* _Alıştırma Yönergeleri_
[a] Türkiye İktisat Kongresi yazısına göre Sovyetlerde NEP dönemine hangi yıl girilmiştir?
[b] Türkiye İktisat Kongresi yazısında "Türkiye İktisat Kongresi" sözcüklerinden "hedefinin TİK’de olmamasıdır." sözcüklerine kadar olan bölümü hiçbir değişiklik yapmadan alıntılayın.
[c] Türkiye İktisat Kongresi yazısındaki "TİK ekonomik açıdan Osmanlı’dan net bir kopuşu gösteriyordu." cümlesini İngilizceye çevirin.

===== Alıntılanan Metin =====

Türkiye İktisat Kongresi ve düşündürdükleri

TİK ekonomik açıdan Osmanlı’dan net bir kopuşu gösteriyordu. Bu açıdan bakıldığında ilerici bir hareketti. Diğer yandan kalkınma biçimi olarak kapitalizmin seçildiğini de görmek gerekir. Belki de iki yıl önce 1921’de Sovyetlerde NEP (Yeni Ekonomik Politika; kontrollü olarak özel mülkiyete izin verilmesi) dönemine girilmesi de etkili olmuş olabilir, bilemiyorum. Burada kritik nokta sanayileşmenin gerçek anlamı olan ‘üretim aracı üretmek’ hedefinin TİK’de olmamasıdır.

===== Kayıt Alıntıları =====

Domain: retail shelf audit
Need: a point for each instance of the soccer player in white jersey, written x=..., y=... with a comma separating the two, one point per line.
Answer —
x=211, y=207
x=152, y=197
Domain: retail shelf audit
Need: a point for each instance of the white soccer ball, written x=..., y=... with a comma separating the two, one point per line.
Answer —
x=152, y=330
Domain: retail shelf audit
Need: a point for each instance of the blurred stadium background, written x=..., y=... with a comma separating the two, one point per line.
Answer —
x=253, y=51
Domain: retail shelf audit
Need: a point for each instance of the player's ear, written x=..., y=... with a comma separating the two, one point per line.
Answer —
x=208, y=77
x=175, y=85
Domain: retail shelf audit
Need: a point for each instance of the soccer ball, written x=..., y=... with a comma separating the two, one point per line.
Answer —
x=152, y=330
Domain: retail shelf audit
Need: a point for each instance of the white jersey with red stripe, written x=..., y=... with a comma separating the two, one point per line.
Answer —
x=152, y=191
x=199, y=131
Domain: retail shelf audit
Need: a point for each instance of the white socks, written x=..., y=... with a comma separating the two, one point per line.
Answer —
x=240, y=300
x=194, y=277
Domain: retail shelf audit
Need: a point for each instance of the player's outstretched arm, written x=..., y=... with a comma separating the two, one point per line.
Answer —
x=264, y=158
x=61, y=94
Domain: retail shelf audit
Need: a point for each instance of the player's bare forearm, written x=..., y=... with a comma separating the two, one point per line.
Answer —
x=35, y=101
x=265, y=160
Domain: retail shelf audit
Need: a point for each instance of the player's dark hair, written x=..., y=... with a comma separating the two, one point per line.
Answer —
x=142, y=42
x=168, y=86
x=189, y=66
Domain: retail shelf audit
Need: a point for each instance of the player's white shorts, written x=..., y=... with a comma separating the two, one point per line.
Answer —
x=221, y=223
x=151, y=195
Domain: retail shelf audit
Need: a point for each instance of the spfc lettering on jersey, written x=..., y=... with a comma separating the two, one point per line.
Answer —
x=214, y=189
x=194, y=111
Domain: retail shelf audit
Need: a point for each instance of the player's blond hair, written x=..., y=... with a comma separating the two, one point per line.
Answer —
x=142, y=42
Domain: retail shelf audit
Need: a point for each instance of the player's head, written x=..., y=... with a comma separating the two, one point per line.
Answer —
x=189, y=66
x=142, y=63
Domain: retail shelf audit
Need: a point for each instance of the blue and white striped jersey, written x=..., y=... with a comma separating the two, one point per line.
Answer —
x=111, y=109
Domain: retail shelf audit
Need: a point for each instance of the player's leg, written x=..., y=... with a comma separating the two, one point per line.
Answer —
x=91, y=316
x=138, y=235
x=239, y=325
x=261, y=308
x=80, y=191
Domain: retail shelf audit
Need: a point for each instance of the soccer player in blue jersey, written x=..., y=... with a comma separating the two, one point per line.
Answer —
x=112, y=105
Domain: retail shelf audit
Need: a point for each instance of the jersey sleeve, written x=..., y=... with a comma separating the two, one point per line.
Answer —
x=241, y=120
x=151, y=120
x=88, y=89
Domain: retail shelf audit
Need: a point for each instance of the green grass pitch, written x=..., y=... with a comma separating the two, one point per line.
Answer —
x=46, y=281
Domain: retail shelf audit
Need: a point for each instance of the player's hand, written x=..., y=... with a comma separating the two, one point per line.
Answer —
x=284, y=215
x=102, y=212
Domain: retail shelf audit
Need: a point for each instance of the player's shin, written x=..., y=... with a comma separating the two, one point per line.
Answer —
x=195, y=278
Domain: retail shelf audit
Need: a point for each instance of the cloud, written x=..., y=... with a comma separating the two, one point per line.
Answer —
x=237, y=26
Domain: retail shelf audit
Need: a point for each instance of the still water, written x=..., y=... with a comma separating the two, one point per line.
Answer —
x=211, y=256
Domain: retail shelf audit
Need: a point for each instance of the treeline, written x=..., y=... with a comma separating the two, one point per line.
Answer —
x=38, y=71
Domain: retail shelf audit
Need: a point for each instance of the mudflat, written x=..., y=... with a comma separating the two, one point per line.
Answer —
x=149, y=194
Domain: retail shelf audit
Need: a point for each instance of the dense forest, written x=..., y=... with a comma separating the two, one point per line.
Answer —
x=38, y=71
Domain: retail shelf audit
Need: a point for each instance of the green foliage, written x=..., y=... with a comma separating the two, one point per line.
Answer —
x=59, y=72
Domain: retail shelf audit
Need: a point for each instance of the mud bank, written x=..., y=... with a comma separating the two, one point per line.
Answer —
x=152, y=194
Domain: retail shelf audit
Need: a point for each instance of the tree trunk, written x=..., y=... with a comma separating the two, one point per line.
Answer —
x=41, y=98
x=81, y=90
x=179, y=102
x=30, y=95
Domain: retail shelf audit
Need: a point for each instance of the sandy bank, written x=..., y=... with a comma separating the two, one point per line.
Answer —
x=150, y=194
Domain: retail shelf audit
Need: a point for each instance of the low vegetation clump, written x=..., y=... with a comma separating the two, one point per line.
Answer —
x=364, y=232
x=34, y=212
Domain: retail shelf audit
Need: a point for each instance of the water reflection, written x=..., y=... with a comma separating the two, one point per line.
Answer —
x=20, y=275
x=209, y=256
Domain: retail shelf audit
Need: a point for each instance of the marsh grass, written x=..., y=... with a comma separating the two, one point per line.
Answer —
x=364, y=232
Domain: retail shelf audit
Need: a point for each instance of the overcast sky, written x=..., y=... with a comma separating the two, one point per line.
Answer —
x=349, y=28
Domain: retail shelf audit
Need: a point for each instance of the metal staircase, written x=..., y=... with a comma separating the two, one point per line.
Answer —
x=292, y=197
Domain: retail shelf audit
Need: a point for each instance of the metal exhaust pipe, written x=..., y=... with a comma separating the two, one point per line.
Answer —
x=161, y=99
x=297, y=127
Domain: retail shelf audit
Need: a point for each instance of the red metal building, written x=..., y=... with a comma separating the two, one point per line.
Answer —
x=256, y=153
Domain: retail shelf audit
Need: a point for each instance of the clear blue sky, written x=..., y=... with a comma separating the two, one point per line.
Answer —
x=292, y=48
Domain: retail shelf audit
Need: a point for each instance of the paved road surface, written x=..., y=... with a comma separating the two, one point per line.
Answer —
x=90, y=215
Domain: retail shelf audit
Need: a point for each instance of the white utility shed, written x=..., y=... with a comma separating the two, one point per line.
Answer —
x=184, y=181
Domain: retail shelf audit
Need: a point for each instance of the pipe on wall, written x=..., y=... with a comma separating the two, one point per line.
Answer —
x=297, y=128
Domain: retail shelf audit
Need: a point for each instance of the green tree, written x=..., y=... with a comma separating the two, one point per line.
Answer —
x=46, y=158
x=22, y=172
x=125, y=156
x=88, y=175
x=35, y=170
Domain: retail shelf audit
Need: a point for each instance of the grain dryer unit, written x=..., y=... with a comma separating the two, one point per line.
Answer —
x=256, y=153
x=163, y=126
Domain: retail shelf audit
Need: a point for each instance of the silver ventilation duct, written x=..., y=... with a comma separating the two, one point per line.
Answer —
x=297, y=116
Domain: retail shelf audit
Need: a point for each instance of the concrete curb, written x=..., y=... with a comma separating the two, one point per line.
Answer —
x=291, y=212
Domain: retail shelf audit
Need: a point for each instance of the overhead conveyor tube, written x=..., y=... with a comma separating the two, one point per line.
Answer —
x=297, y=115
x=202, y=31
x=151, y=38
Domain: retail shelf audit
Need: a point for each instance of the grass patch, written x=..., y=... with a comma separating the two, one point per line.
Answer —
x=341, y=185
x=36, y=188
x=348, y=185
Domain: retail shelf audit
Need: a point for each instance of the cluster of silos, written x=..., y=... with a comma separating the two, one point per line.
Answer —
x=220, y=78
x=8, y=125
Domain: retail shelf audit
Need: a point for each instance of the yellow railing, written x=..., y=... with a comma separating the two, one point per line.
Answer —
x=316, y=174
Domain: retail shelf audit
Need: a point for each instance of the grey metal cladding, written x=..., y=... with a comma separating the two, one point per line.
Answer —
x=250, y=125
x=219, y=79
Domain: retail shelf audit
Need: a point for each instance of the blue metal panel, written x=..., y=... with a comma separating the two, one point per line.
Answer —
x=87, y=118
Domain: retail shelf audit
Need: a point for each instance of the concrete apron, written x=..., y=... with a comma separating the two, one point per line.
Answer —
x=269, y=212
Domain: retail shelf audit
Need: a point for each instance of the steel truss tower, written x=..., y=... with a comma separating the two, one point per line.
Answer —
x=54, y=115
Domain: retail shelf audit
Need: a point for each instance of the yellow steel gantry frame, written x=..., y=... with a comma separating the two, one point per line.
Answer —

=====

* _Alıştırma Cevapları_
[a] 1921

[b]
Türkiye İktisat Kongresi ve düşündürdükleri

TİK ekonomik açıdan Osmanlı’dan net bir kopuşu gösteriyordu. Bu açıdan bakıldığında ilerici bir hareketti. Diğer yandan kalkınma biçimi olarak kapitalizmin seçildiğini de görmek gerekir. Belki de iki yıl önce 1921’de Sovyetlerde NEP (Yeni Ekonomik Politika; kontrollü olarak özel mülkiyete izin verilmesi) dönemine girilmesi de etkili olmuş olabilir, bilemiyorum. Burada kritik nokta sanayileşmenin gerçek anlamı olan ‘üretim aracı üretmek’ hedefinin TİK’de olmamasıdır.

[c] From an economic standpoint, the TİK marked a clear break from the Ottomans.